Teks Terpilih:
Diskusi mendalam tentang tantangan masyarakat adat di Papua, Rabu, 23 Juli 2025. |
BOGOR, dinamikanews.id – Ketika kebijakan negara dan investasi besar mengalir deras ke wilayah-wilayah paling terpencil, masyarakat adat Papua memilih bertahan. Bukan hanya untuk hidup, tapi untuk mempertahankan tanah, budaya, dan cara hidup yang terus digerus dari hari ke hari.
Isu ini menjadi perbincangan hangat dalam Diskusi Publik Sesi Kedua yang digelar di Kantor Sajogyo Institute, Jalan Malabar No. 22, Kota Bogor, Rabu (23/7/2025), dengan tajuk "Masyarakat Adat di Wilayah Frontier: Kasus Papua."
Tiga narasumber dihadirkan, masing-masing menyampaikan kegentingan situasi dari dimensi politik, sosial-budaya, dan hak asasi manusia yang dihadapi masyarakat adat di Papua.

Informasi Hasil Ekstraksi:
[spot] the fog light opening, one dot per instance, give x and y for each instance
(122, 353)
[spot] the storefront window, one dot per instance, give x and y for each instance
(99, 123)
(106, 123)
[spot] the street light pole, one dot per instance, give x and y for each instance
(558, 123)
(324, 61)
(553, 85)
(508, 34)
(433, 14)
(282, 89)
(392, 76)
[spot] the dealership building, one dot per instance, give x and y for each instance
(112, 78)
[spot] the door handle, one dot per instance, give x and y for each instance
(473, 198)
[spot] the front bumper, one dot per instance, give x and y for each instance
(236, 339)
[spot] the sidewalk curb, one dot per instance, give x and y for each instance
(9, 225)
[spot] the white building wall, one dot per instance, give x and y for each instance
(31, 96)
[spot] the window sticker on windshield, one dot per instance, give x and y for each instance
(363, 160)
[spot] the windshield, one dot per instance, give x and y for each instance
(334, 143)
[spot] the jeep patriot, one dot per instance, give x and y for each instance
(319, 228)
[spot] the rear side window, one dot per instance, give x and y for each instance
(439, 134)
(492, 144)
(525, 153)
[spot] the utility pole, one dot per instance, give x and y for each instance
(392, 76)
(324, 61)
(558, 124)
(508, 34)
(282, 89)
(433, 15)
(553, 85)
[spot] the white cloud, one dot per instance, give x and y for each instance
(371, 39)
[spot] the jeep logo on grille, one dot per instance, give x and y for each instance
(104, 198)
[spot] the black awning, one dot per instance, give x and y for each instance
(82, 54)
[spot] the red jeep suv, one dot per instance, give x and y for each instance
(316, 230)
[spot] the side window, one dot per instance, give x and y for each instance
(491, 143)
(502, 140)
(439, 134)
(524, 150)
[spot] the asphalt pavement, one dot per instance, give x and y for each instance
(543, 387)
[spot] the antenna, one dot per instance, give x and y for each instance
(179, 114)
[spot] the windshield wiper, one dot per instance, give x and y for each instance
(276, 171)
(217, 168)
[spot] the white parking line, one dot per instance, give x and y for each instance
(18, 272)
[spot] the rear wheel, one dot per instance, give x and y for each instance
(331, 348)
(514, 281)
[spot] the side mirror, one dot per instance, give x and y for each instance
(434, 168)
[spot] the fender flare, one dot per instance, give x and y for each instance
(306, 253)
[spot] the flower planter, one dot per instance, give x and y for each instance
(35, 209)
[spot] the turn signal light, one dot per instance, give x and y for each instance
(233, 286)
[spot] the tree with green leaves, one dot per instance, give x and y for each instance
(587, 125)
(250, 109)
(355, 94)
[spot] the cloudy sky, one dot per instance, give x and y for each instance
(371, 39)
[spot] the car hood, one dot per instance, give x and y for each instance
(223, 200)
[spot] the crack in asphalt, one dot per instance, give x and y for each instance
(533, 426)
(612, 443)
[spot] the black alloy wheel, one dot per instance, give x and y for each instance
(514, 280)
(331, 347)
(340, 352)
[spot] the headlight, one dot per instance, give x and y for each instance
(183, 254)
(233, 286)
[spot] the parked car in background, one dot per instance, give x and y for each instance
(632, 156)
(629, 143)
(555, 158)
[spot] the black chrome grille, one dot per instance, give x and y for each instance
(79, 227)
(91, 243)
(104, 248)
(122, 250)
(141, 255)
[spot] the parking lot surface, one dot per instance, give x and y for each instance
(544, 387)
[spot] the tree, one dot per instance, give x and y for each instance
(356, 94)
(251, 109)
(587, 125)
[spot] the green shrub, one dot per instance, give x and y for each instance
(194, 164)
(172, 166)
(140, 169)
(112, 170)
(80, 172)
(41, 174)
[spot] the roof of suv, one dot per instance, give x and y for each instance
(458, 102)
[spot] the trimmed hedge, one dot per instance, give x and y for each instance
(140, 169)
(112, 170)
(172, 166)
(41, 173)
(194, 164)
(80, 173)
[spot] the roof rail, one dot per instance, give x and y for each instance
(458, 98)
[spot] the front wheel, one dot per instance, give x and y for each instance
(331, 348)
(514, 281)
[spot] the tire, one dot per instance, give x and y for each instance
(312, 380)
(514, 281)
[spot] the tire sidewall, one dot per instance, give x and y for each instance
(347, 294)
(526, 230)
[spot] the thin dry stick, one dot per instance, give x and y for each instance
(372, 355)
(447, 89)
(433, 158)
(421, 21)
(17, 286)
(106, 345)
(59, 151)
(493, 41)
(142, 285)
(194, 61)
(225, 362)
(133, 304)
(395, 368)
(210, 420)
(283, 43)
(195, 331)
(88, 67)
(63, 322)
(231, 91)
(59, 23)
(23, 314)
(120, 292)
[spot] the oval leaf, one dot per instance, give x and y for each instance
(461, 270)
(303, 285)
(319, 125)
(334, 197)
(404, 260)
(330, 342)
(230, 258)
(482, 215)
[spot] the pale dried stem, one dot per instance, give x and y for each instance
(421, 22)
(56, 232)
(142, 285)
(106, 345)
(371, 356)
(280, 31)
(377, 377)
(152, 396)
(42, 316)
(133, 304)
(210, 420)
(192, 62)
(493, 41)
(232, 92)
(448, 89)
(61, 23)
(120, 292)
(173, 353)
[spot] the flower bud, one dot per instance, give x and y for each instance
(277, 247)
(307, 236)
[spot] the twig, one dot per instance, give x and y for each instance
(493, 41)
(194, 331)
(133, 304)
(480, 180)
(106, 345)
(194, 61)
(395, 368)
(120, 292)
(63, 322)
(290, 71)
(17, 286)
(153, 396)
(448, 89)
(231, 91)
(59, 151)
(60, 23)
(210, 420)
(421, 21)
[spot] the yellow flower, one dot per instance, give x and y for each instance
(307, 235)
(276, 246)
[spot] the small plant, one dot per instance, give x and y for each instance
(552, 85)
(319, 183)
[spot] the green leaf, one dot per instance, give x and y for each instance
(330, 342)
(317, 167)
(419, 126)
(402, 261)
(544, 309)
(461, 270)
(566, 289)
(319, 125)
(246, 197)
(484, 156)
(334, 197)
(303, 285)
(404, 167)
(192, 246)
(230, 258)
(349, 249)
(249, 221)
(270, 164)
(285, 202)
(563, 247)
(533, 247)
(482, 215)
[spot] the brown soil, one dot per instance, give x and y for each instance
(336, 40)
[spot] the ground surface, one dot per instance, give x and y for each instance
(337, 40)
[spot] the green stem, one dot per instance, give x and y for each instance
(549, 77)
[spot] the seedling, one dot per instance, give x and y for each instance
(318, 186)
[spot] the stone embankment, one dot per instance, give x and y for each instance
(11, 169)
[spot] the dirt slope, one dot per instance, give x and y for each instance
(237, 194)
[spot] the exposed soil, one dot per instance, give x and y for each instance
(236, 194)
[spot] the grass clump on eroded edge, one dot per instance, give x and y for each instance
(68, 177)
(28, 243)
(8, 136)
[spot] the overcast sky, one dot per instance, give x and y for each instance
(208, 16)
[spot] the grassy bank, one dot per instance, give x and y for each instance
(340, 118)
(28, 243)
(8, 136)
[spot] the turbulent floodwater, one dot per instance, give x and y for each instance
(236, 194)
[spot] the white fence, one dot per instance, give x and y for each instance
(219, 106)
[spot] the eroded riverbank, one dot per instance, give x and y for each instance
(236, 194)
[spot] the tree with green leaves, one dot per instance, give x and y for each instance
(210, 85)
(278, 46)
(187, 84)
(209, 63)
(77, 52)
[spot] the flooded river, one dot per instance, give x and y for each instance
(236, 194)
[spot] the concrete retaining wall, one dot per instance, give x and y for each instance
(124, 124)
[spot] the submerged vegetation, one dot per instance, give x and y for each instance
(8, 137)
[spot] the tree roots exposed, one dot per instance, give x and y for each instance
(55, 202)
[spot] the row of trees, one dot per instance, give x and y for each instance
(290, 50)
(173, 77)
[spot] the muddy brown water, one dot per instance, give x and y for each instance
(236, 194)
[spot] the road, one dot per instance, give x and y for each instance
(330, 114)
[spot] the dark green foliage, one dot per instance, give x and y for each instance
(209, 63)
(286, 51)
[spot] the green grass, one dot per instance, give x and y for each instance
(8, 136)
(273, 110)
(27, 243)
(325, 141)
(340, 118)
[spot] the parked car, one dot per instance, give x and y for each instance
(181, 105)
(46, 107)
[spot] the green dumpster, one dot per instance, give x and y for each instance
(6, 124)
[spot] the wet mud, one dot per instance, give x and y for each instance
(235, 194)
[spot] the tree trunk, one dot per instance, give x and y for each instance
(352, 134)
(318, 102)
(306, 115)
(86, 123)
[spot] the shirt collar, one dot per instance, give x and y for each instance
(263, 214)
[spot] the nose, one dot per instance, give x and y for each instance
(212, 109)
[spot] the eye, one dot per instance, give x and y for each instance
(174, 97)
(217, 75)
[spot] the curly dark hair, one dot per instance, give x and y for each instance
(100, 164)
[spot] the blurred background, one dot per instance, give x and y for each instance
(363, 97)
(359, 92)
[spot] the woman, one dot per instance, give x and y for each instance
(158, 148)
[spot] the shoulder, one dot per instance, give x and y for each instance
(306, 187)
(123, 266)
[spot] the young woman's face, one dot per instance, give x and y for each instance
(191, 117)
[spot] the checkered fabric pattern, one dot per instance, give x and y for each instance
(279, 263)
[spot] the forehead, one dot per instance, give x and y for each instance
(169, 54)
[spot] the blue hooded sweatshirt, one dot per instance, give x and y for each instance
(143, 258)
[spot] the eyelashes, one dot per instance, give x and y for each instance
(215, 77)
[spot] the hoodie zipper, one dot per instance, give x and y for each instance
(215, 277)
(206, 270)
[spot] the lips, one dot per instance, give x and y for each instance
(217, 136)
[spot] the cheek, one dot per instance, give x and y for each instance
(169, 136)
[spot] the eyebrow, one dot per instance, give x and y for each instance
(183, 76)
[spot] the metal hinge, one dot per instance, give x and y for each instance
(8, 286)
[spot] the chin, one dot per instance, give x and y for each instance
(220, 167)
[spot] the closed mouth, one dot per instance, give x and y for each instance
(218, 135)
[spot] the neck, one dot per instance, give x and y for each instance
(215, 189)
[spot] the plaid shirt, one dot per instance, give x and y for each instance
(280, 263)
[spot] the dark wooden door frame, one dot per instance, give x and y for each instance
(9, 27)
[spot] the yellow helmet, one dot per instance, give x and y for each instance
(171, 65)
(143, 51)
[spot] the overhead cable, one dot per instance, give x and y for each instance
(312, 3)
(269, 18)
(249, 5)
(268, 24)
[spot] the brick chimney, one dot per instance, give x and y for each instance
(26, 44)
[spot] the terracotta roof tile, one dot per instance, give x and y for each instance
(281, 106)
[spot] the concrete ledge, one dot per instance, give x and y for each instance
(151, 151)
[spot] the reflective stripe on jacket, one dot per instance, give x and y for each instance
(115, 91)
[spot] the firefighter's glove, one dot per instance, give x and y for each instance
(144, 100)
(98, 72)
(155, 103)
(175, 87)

Soal Latihan:
1. Terjemahkan kalimat berikut dari teks terpilih ke dalam bahasa Inggris: "Tiga narasumber dihadirkan, masing-masing menyampaikan kegentingan situasi dari dimensi politik, sosial-budaya, dan hak asasi manusia yang dihadapi masyarakat adat di Papua."
2. Ambil bagian teks terpilih dari "Diskusi mendalam tentang" sampai "adat di Papua." tanpa mengubah apa pun.
3. Menurut teks terpilih, di mana Diskusi Publik Sesi Kedua digelar?
Jawablah hanya berdasarkan teks terpilih.

Jawaban Tiap Soal:
1. Three speakers were presented, each conveying the urgency of the situation faced by Indigenous peoples in Papua from political, socio-cultural, and human rights dimensions.

2.
Diskusi mendalam tentang tantangan masyarakat adat di Papua, Rabu, 23 Juli 2025. |
BOGOR, dinamikanews.id – Ketika kebijakan negara dan investasi besar mengalir deras ke wilayah-wilayah paling terpencil, masyarakat adat Papua memilih bertahan. Bukan hanya untuk hidup, tapi untuk mempertahankan tanah, budaya, dan cara hidup yang terus digerus dari hari ke hari.
Isu ini menjadi perbincangan hangat dalam Diskusi Publik Sesi Kedua yang digelar di Kantor Sajogyo Institute, Jalan Malabar No. 22, Kota Bogor, Rabu (23/7/2025), dengan tajuk "Masyarakat Adat di Wilayah Frontier: Kasus Papua."
Tiga narasumber dihadirkan, masing-masing menyampaikan kegentingan situasi dari dimensi politik, sosial-budaya, dan hak asasi manusia yang dihadapi masyarakat adat di Papua.

3. Diskusi itu digelar di Kantor Sajogyo Institute, Jalan Malabar No. 22, Kota Bogor.